▶ [Written problem]: Summarize the R parameter-fitting walkthrough in three sentences.

The parameter fitting is done using levenberg-marquardt routine in package minpack.lm.


# parameter fitting using levenberg marquart algorithm
# initial guess for parameters
parms=c(k1=0.5,k2=0.5)
# fitting
fitval=nls.lm(par=parms,fn=ssq)

The fitval object has information on estimated parameter and variance covariance matrix


# Summary of fit
summary(fitval)

Parameters:
Estimate  Std. Error  t value  Pr(>|t|)
k1 2.01906  0.04867     41.49      <2e-16 ***
k2 0.99297  0.01779     55.82      <2e-16 ***
---
Signif. codes: 0 ‘***’ 0.001 ‘**’ 0.01 ‘*’ 0.05 ‘.’ 0.1 ‘ ’ 1

Residual standard error: 0.0212 on 58 degrees of freedom
Number of iterations to termination: 7
Reason for termination: Relative error in the sum of squares is at most `ftol'.

# Estimated parameter
parest=as.list(coef(fitval))
parest
$k1
[1] 2.019065

$k2
[1] 0.992973

# degrees of freedom: # data points - # parameters
dof=3*nrow(df)-2
dof
[1] 58
# mean error
ms=sqrt(deviance(fitval)/dof)
ms
[1] 0.02119577

# variance Covariance Matrix
S=vcov(fitval)
S

      k1              k2
k1 0.0023685244 -0.0003605831
k2 -0.0003605831 0.0003164724

The estimated parameters are (k1=2.019,k2=0.993) which is close to the real parameters (k1=2,k2=1) used to generate the data. The predicted profiles is overlaid with experimental data


# plot of predicted vs experimental data

# simulated predicted profile at estimated parameter values
cinit=c(A=1,B=0,C=0)
t=seq(0,5,0.2)
parms=as.list(parest)
out=ode(y=cinit,times=t,func=rxnrate,parms=parms)
outdf=data.frame(out)
names(outdf)=c("time","ca_pred","cb_pred","cc_pred")

# Overlay predicted profile with experimental data
tmppred=melt(outdf,id.var=c("time"),variable.name="species",value.name="conc")
tmpexp=melt(df,id.var=c("time"),variable.name="species",value.name="conc")
p=ggplot(data=tmppred,aes(x=time,y=conc,color=species,linetype=species))+geom_line()
p=p+geom_line(data=tmpexp,aes(x=time,y=conc,color=species,linetype=species))
p=p+geom_point(data=tmpexp,aes(x=time,y=conc,color=species))
p=p+scale_linetype_manual(values=c(0,1,0,1,0,1))
p=p+scale_color_manual(values=rep(c("red","blue","green"),each=2))+theme_bw()
print(p)

ExpvsPred

Estimation of Parameter Uncertainty

Usually though the model is nonlinear, the \alpha confidence region is approximated using the following ellipsoid

(\theta-\hat{\theta})^TS^{-1}(\theta-\hat{\theta}) \leq pF(p,n-p,\alpha)

where \hat{\theta} is the estimated value of parameter, S is the variance covariance matrix of estimated parameters and p=2 is the number of parameters and n=60 is the total number of data points.


# Get the 95% confidence region

# Inverse of covariance matrix
Sinv=solve(S)

▶ [Given entries]:
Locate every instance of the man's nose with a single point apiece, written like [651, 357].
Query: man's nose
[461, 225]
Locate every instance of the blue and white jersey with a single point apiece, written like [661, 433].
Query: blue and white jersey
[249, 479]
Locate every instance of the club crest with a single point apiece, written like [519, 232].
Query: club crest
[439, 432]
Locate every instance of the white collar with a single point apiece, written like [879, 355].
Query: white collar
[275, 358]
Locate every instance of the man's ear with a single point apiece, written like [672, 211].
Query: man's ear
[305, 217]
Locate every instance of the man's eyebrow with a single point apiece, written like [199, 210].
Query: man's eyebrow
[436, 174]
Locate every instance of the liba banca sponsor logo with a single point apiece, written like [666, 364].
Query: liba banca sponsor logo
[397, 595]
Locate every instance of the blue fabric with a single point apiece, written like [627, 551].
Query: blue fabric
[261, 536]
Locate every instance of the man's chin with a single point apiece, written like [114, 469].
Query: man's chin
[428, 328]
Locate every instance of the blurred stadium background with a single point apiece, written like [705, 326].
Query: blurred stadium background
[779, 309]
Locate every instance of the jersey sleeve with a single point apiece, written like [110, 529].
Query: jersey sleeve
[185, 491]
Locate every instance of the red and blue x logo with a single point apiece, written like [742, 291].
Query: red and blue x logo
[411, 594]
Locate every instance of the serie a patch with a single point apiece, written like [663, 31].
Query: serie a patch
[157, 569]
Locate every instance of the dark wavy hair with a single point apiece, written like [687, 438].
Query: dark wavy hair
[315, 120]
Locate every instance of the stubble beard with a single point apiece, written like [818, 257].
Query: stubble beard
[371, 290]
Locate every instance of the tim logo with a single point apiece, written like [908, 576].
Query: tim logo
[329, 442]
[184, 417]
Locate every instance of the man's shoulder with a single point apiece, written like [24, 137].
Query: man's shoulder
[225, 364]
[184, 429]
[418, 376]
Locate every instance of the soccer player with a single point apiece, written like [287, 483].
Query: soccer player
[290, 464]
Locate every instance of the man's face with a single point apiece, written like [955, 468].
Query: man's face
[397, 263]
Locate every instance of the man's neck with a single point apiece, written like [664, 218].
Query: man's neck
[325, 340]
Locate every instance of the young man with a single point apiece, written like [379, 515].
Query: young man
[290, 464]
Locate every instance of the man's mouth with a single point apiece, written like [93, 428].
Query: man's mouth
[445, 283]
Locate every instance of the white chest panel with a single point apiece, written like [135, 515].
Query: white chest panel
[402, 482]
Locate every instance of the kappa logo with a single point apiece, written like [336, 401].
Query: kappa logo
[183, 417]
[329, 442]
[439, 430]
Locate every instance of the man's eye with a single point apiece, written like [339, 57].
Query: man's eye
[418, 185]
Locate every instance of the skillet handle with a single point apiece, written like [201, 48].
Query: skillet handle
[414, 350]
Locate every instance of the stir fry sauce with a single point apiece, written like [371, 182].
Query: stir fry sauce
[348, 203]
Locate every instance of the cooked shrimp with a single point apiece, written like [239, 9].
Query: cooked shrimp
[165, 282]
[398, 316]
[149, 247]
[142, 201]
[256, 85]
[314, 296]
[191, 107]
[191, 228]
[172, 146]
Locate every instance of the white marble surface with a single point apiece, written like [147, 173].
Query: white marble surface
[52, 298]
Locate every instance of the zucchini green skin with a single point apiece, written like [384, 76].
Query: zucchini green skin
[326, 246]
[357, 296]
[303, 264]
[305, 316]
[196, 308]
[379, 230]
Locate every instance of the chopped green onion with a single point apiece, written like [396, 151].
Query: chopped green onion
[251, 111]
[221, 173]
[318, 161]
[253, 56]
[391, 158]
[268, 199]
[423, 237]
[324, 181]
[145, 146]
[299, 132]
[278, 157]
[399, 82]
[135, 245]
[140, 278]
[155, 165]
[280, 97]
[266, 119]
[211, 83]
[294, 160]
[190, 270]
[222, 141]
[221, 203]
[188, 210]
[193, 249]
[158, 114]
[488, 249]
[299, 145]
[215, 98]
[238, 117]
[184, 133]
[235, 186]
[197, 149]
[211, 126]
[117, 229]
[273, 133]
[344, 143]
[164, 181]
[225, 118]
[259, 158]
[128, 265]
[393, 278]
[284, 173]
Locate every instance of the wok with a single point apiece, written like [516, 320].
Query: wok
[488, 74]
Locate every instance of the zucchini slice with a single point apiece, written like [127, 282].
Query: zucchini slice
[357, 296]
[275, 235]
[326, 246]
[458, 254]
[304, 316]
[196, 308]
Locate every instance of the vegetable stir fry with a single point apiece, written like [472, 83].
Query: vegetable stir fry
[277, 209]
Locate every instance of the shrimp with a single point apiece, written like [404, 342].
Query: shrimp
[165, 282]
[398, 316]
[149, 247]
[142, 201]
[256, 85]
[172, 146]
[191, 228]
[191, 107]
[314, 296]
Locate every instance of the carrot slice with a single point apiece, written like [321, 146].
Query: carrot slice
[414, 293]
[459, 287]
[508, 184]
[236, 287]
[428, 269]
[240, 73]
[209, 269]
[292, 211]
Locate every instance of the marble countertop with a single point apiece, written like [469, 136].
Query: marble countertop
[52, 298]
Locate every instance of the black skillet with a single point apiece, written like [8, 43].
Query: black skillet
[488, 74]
...
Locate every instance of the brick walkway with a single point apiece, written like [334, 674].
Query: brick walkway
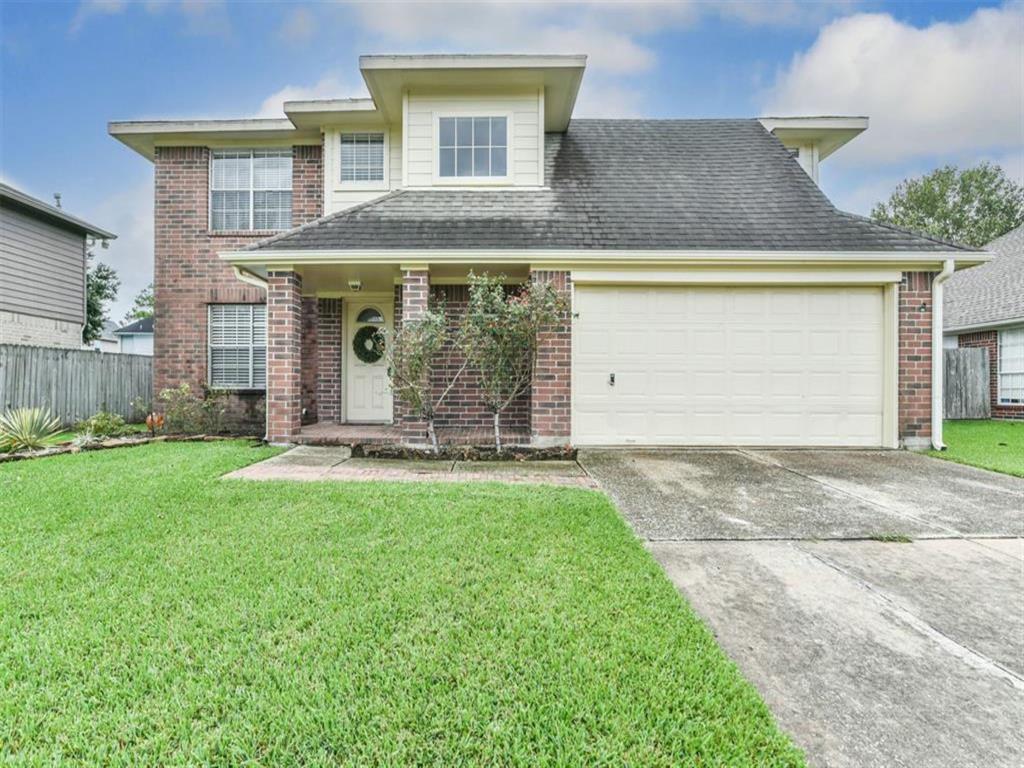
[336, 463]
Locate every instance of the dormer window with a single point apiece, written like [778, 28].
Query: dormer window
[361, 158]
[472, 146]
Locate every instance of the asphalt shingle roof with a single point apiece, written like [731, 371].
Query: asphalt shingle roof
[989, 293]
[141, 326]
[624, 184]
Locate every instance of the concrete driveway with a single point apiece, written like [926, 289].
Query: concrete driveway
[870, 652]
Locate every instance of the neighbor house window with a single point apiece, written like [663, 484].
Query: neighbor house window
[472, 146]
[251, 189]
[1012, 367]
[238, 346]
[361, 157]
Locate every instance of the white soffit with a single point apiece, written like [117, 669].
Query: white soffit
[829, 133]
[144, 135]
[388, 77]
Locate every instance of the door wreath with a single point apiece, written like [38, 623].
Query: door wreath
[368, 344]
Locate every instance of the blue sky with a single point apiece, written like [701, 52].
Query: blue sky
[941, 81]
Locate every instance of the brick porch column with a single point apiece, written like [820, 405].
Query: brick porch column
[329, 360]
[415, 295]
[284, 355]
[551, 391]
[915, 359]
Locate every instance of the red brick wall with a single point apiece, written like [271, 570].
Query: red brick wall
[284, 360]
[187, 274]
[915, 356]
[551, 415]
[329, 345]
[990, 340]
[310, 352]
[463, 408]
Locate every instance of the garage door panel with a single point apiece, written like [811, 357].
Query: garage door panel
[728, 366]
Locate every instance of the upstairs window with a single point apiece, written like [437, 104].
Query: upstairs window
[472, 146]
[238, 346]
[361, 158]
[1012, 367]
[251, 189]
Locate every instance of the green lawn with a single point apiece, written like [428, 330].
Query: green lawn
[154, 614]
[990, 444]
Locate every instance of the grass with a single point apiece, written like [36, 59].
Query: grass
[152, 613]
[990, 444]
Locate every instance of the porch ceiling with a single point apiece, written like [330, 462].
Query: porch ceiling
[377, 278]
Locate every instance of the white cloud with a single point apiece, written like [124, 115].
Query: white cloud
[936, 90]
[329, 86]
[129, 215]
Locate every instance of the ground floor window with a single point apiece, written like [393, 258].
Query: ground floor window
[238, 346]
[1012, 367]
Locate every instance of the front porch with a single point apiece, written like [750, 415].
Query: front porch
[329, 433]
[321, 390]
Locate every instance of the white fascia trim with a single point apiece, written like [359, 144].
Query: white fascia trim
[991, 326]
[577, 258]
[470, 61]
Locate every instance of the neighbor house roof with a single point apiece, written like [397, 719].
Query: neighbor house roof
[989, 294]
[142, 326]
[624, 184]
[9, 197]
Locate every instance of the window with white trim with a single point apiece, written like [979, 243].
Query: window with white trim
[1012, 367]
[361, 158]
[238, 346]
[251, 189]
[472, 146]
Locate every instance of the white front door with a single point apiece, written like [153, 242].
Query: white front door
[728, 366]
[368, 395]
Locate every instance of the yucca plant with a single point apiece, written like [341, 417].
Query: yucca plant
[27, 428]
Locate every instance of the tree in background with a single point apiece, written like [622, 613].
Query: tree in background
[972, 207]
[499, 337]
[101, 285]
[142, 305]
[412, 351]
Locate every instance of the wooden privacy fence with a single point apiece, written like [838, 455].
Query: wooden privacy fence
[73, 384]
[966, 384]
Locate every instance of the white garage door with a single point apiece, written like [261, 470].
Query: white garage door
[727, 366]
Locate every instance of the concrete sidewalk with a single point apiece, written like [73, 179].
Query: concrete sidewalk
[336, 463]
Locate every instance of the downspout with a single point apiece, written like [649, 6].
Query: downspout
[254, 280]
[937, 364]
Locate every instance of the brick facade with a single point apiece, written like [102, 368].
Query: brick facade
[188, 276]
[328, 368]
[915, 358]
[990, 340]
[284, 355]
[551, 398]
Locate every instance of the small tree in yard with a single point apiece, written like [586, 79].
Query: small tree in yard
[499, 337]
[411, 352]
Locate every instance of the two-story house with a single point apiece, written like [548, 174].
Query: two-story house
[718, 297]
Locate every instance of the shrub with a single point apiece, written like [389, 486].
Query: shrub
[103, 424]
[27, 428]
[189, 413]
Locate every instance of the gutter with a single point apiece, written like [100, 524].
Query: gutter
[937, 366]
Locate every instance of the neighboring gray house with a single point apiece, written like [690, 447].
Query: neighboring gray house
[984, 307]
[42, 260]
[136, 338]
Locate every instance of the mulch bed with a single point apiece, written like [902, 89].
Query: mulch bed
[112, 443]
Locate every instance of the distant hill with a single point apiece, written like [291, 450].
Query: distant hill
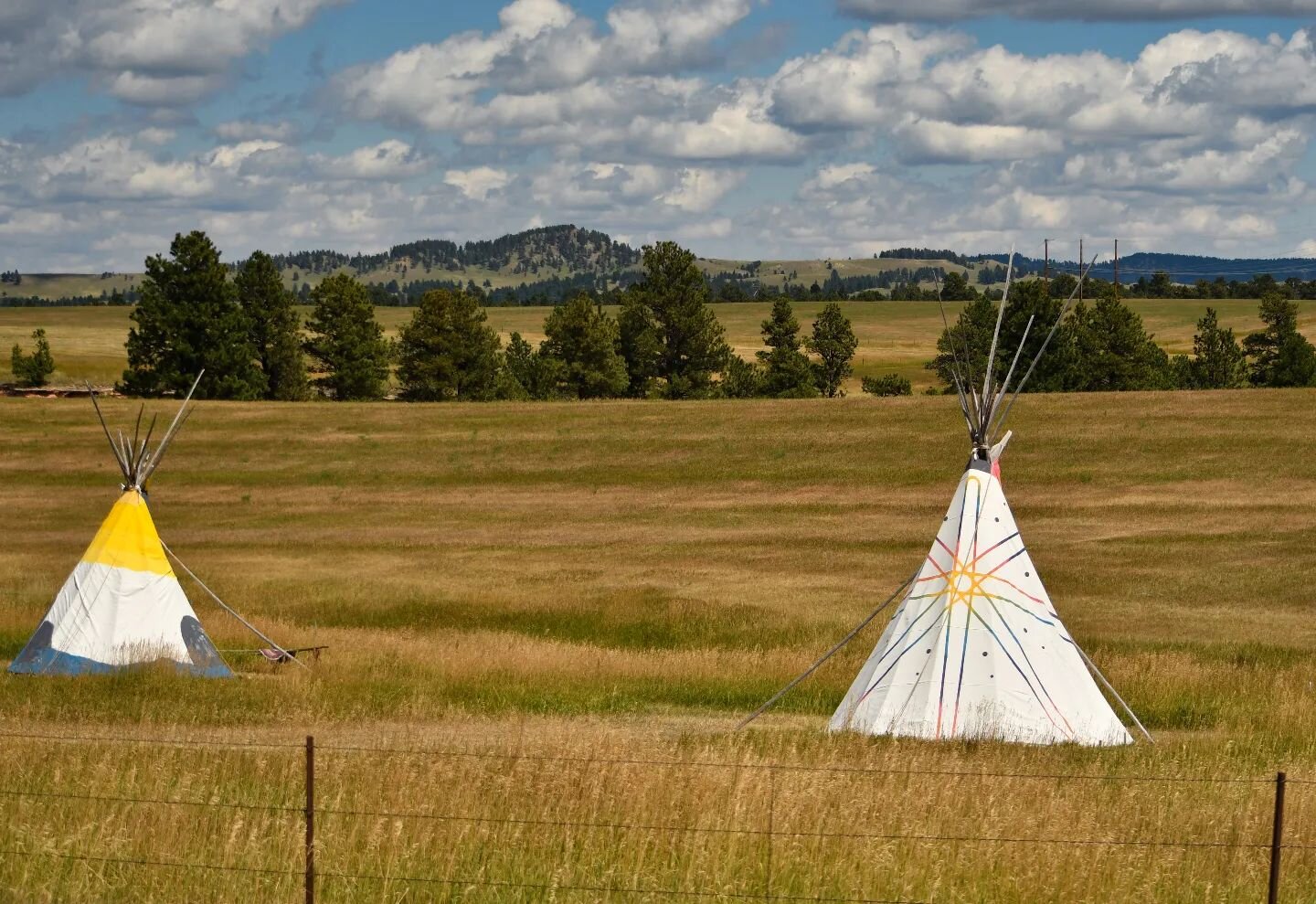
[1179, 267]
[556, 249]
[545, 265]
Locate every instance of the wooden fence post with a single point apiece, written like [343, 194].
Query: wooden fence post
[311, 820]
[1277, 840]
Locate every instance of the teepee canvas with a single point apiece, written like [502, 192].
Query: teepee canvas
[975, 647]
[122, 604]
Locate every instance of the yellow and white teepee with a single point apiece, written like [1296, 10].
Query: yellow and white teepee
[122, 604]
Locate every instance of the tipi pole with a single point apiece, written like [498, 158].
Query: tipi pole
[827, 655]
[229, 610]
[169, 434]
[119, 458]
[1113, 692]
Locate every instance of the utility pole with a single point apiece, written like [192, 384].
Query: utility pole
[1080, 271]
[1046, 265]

▶ [Final result]: The parameters k1 and k2 are fitted with the Levenberg-Marquardt routine nls.lm from the minpack.lm package, starting from initial guesses of 0.5 for each. The fit gives k1 = 2.019 and k2 = 0.993, close to the true values of 2 and 1 used to generate the data, with a residual standard error of 0.0212 on 58 degrees of freedom, and the predicted profiles are plotted over the experimental data. To estimate parameter uncertainty, the confidence region is approximated by an ellipsoid built from the variance-covariance matrix of the estimates, and computing the 95% region begins by inverting that matrix.